** Start Data to process **

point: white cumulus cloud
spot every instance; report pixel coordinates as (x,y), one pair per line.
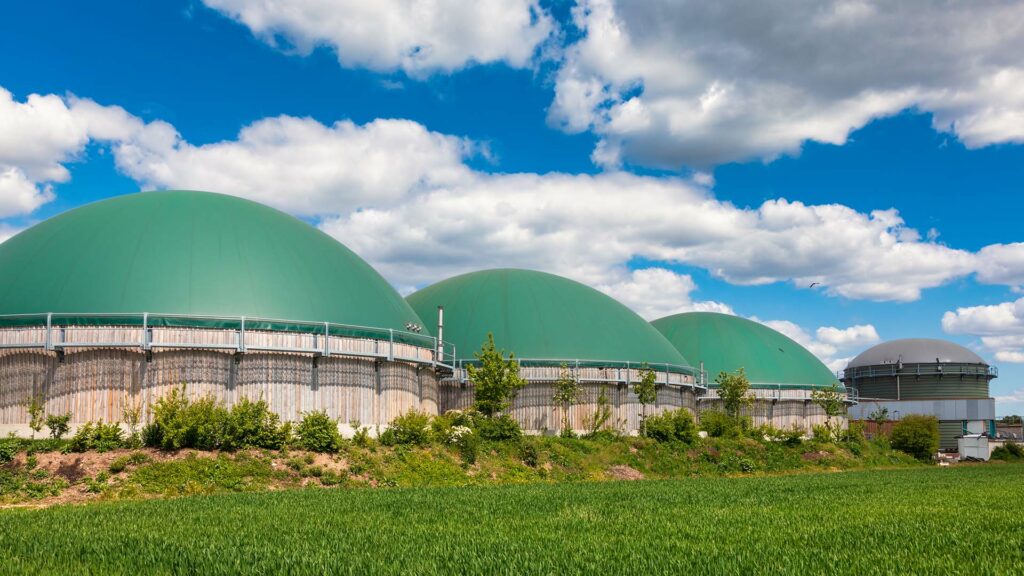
(655,292)
(835,346)
(999,327)
(406,199)
(43,133)
(416,36)
(670,83)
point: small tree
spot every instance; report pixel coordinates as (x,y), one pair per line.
(646,393)
(733,388)
(916,435)
(37,417)
(58,424)
(830,402)
(496,380)
(601,415)
(880,416)
(567,393)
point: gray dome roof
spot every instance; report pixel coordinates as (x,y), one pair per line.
(915,351)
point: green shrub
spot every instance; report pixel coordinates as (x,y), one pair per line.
(252,424)
(412,428)
(318,433)
(97,437)
(821,433)
(204,423)
(1010,452)
(528,454)
(672,425)
(499,428)
(855,432)
(794,436)
(8,449)
(916,435)
(178,422)
(58,424)
(719,424)
(469,447)
(360,437)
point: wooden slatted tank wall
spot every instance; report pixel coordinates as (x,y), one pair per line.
(97,384)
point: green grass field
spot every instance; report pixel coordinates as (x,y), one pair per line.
(926,521)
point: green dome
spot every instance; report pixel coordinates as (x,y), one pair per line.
(726,342)
(192,253)
(541,317)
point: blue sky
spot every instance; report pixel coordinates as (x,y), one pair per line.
(619,138)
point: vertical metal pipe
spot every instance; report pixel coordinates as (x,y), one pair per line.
(440,333)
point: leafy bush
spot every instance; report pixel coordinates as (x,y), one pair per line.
(8,449)
(719,424)
(821,433)
(855,432)
(672,425)
(58,424)
(499,427)
(360,437)
(252,424)
(98,437)
(318,433)
(413,427)
(204,423)
(1010,452)
(916,435)
(794,436)
(178,422)
(469,447)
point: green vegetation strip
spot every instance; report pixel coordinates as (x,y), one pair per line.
(925,521)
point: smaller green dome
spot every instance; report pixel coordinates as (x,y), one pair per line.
(542,317)
(726,343)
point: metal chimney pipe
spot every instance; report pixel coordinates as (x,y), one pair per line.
(440,333)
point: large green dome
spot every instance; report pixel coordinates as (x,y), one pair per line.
(540,317)
(192,253)
(726,342)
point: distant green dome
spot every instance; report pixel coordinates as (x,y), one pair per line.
(540,317)
(726,342)
(192,253)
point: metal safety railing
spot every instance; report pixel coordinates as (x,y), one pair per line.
(50,331)
(926,369)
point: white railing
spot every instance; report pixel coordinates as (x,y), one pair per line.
(50,332)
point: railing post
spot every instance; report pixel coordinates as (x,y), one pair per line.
(327,339)
(242,335)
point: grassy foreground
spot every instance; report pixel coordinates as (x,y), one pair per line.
(967,520)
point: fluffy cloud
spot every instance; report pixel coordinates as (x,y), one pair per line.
(1000,328)
(43,133)
(416,36)
(655,292)
(835,346)
(1001,263)
(406,199)
(672,83)
(302,166)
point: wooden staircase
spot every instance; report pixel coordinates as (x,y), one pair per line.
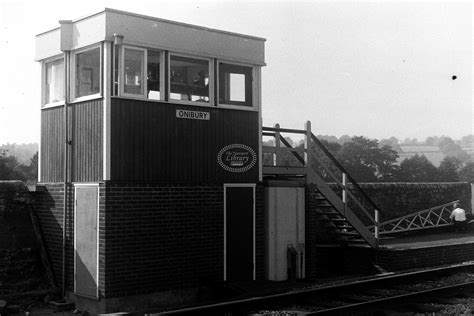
(335,224)
(344,216)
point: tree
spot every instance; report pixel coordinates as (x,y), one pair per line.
(392,142)
(11,169)
(367,162)
(344,139)
(448,169)
(466,173)
(431,140)
(417,169)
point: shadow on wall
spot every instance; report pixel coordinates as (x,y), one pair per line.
(49,211)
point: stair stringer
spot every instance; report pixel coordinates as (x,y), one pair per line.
(324,189)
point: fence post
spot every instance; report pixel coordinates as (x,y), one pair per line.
(376,228)
(277,143)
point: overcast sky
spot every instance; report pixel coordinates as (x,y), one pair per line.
(377,69)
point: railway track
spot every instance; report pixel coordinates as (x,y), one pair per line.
(348,298)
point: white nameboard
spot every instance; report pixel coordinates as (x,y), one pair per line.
(193,115)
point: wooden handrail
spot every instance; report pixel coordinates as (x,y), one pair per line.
(283,130)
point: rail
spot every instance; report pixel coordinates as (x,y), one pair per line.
(437,216)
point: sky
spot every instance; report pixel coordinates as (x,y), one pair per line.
(377,69)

** End Data to process **

*What the task asks*
Which lines run from the one containing "point: wooden handrail" through the last line of the entries, inclusive? Quote them word for word.

*Expected answer*
point: wooden handrail
spot every instance; report pixel coordinates as (x,y), one pair per line.
(283,130)
point: rail
spot every instance; report pixel coordinates as (x,y), one pair per line.
(437,216)
point: sky
spot every instance; report pixel coordinates as (x,y), one pair per line.
(377,69)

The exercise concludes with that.